WHAT IS NEEDED:
Line by line, retype the data exactly as it is given.

[Extracted records]
++++

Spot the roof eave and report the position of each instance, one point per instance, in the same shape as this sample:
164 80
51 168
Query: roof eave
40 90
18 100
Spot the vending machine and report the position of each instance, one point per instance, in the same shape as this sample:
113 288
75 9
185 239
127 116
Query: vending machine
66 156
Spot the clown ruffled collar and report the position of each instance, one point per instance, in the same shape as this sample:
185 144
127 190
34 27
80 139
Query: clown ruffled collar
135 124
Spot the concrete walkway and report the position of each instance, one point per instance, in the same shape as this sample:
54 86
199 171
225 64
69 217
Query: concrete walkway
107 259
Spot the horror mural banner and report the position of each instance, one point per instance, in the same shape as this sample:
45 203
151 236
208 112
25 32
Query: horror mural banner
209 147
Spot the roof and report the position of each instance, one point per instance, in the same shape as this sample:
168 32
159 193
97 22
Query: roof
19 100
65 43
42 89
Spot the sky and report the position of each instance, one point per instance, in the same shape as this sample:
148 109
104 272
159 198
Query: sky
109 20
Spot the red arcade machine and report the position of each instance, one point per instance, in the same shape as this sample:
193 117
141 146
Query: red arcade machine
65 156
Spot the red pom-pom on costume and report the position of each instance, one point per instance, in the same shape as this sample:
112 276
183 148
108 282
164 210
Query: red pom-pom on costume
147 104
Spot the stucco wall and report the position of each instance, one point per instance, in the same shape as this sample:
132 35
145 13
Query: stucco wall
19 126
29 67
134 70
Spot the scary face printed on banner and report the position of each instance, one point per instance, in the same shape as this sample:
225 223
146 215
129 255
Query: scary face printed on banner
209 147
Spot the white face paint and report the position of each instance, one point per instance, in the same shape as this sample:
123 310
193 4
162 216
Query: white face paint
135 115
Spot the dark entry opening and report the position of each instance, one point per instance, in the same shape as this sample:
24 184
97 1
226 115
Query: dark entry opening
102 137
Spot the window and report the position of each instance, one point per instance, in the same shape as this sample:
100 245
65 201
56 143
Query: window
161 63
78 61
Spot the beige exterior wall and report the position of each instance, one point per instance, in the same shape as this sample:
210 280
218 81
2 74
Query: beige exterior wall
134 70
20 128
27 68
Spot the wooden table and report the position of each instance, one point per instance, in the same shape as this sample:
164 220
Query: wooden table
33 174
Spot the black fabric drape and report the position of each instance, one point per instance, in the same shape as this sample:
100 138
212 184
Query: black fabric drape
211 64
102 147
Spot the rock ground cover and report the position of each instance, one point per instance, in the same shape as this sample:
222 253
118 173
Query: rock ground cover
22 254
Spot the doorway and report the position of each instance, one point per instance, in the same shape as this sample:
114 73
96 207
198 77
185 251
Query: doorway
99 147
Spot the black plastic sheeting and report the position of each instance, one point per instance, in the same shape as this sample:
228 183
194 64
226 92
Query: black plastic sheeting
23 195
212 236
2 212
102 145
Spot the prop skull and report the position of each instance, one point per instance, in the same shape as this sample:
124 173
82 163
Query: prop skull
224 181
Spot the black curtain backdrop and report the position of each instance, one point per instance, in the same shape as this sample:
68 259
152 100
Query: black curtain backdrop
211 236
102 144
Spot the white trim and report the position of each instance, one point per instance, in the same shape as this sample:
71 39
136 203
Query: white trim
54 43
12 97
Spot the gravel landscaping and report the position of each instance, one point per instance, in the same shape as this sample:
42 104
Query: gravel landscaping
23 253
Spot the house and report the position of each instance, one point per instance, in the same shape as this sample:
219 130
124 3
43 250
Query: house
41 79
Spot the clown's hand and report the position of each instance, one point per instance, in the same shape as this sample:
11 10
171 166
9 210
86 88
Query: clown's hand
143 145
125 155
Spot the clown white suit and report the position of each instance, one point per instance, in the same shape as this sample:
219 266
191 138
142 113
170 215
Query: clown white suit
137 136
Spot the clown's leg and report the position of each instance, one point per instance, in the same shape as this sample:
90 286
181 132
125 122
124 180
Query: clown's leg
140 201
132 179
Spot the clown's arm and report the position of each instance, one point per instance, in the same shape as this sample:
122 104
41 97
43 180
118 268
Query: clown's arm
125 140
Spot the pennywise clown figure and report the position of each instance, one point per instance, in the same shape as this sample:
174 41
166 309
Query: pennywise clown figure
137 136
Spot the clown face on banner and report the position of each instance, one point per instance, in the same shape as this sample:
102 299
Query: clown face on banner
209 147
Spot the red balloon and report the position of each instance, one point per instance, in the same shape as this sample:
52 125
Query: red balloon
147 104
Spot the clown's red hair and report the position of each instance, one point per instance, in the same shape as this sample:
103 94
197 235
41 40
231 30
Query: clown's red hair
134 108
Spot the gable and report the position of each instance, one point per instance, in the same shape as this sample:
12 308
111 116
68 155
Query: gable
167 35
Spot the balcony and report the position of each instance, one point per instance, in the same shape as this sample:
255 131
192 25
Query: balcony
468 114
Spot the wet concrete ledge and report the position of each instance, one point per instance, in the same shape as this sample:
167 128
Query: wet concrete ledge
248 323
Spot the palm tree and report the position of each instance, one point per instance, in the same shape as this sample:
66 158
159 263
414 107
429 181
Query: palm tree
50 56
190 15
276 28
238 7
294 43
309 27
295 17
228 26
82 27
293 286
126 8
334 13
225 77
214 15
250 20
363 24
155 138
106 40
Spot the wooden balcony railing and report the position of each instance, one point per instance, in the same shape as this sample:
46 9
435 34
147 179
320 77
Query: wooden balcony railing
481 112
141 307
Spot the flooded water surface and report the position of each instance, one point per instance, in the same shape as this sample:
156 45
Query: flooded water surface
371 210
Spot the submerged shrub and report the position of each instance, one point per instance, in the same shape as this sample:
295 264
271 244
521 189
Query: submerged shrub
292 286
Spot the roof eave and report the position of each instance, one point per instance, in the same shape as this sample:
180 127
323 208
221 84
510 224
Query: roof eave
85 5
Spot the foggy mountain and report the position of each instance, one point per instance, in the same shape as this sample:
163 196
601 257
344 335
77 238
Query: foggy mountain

++++

WRITTEN ANSWER:
Spot the roof eave and report the position of each instance, one point per instance, in the same shape as this sample:
164 80
51 168
Query: roof eave
40 90
18 100
Spot the vending machine and report the position of each instance, one point per instance, in the same shape as this sample:
113 288
75 9
185 239
127 116
Query: vending machine
66 156
Spot the clown ruffled collar and report the position of each instance, one point per instance, in the same shape as this sample:
185 144
127 190
34 27
80 139
Query: clown ruffled collar
135 124
Spot the concrete walkway and report the position of each instance, one point per instance, in the same shape as this sample:
54 86
199 171
225 64
69 217
Query: concrete walkway
107 259
Spot the horror mural banner and report the position of each instance, one point per instance, in the same shape as this sample:
45 203
151 236
208 112
25 32
Query: horror mural banner
209 147
Spot the roof and report the position of each instance, one point per instance, in the same shape as this sample:
168 32
159 193
97 22
Query: roof
19 100
65 43
42 89
Spot the sky and report the position of each instance, one point per instance, in the same shape as this sample:
148 109
104 272
159 198
Query: sky
109 20
Spot the red arcade machine and report the position of each instance, one point per instance, in the same shape as this sample:
193 117
141 146
Query: red arcade machine
65 156
Spot the red pom-pom on costume and report the position of each instance, one point per instance, in the same shape as this sample:
112 276
183 148
108 282
164 210
Query: red pom-pom on costume
147 104
Spot the stucco wall and report the position of each instance, one point per instance, in the same shape as this sample:
132 35
145 13
Query: stucco wall
19 126
29 67
134 70
Spot the scary face printed on banner and report the position of each instance, one point per instance, in the same shape as this sample:
225 223
146 215
129 255
Query: scary face printed on banner
209 147
Spot the white face paint and report the position of each instance, one point per instance, in the same shape as this sample:
123 310
193 4
162 216
Query: white face paint
135 115
Spot the dark entry opening and report the position of each instance, one point per instance, in the same shape as this sample:
24 184
97 1
226 115
Query: dark entry opening
102 137
Spot the window and report the position of each instance, one point per instance, in the same shape as this sample:
100 245
65 201
56 143
Query: window
161 63
78 61
Spot the beige exterior wall and report the position of each instance, one point per instance, in the same shape as this sample:
210 280
218 81
2 74
Query: beige exterior wall
134 70
20 128
27 68
Spot the wooden table and report the position of each instance, one point per instance, in the same shape as this sample:
164 220
Query: wooden table
33 174
Spot the black fabric drape and report the position of each instance, one point per instance, in the same shape as this sample:
100 138
212 184
Query: black fabric drape
211 64
102 147
Spot the rock ground cover and report the position of each instance, one point per instance, in the same shape as this sample:
222 253
118 173
Query: rock ground cover
22 254
Spot the doorway and report the position of each instance, one point per instance, in the same shape as this sample:
114 73
96 207
198 77
185 251
Query: doorway
99 147
Spot the black plastic sheeting and report the position of each instance, one point per instance, in the same shape as this sample:
228 183
194 64
226 92
Query: black plastic sheeting
23 195
212 236
2 212
102 145
Spot the prop skull and report the position of each instance, one point per instance, in the same shape as this sample:
124 173
82 163
Query: prop skull
224 181
Spot the black curtain backdrop and report the position of each instance, one point per instance, in the same shape as this sample:
68 259
152 100
Query: black curtain backdrop
211 236
102 144
Spot the white trim and report the position of each instance, one point per instance, in the same shape as this sample:
71 39
136 203
Query: white trim
54 43
12 97
Spot the gravel landscaping and report the position of each instance, one point per instance, in the same shape as this sample:
42 104
Query: gravel landscaping
23 253
Spot the house and report the position of each instance, one point per instance, in the same shape as this sample:
219 130
124 3
43 250
Query: house
41 79
Spot the clown's hand and report the position of each instance, one point per instance, in the same shape as this sample:
11 10
171 166
9 210
86 88
Query: clown's hand
143 145
125 155
Spot the clown white suit and report the position of each instance, one point per instance, in the same shape as this sample:
219 266
191 138
142 113
170 215
Query: clown white suit
137 136
Spot the clown's leg and report the position of each instance, one point per instance, in the same shape as this sample:
90 286
181 132
125 122
124 180
Query: clown's leg
140 201
132 179
Spot the clown's arm and report the position of each instance, one point per instance, in the same shape as this sample:
122 104
41 97
43 180
118 268
Query: clown's arm
125 140
Spot the pennywise clown figure and report the position of each instance, one point per instance, in the same shape as this sample:
174 41
166 309
Query: pennywise clown figure
137 136
Spot the clown face on banner and report the position of each instance, one point per instance, in the same shape as this sample:
102 299
Query: clown face on banner
209 147
Spot the red balloon and report the position of each instance, one point per instance, in the same shape as this sample:
52 125
Query: red balloon
147 104
Spot the clown's red hair and report the position of each instance, one point per instance, in the same shape as this sample:
103 94
197 235
41 40
231 30
Query: clown's red hair
134 108
Spot the gable and report the position of each instance, one point per instance, in the same shape as this sample:
12 308
111 116
68 155
Query: gable
167 35
Spot the balcony and report the position of each instance, one point per instance, in the same shape as this sample:
255 131
192 25
Query: balcony
468 114
Spot the wet concrete ledge and report the position of each instance, one point per instance, in the same shape as this sample:
167 128
Query: wet concrete ledge
248 323
Spot the palm tree and report the position of each instance, one point per instance, in the same shape as this sample:
66 158
159 263
414 107
429 181
Query: palm tree
50 56
190 15
276 28
238 7
294 43
309 27
295 17
228 26
82 27
293 286
126 8
334 13
225 77
214 15
250 20
363 24
155 138
106 40
Spot the wooden balcony railing and report the position of each instance, one point per instance, in the same shape as this sample:
46 9
435 34
147 179
320 77
Query: wooden balcony railing
481 112
141 307
Spot the flooded water surface and report the position of each instance, one point per instance, in the same shape as this sample:
156 45
Query: flooded water surface
371 210
Spot the submerged shrub and report the position of each instance, one point per instance, in the same shape as this sample:
295 264
271 244
521 189
Query: submerged shrub
292 286
Spot the roof eave and report the position of each instance, one point per instance, in the same shape as this sample:
180 127
323 208
221 84
510 224
Query: roof eave
85 5
Spot the foggy mountain and report the position of each instance, one point per instance, in the same shape as this sample:
163 196
601 257
344 335
77 238
Query: foggy mountain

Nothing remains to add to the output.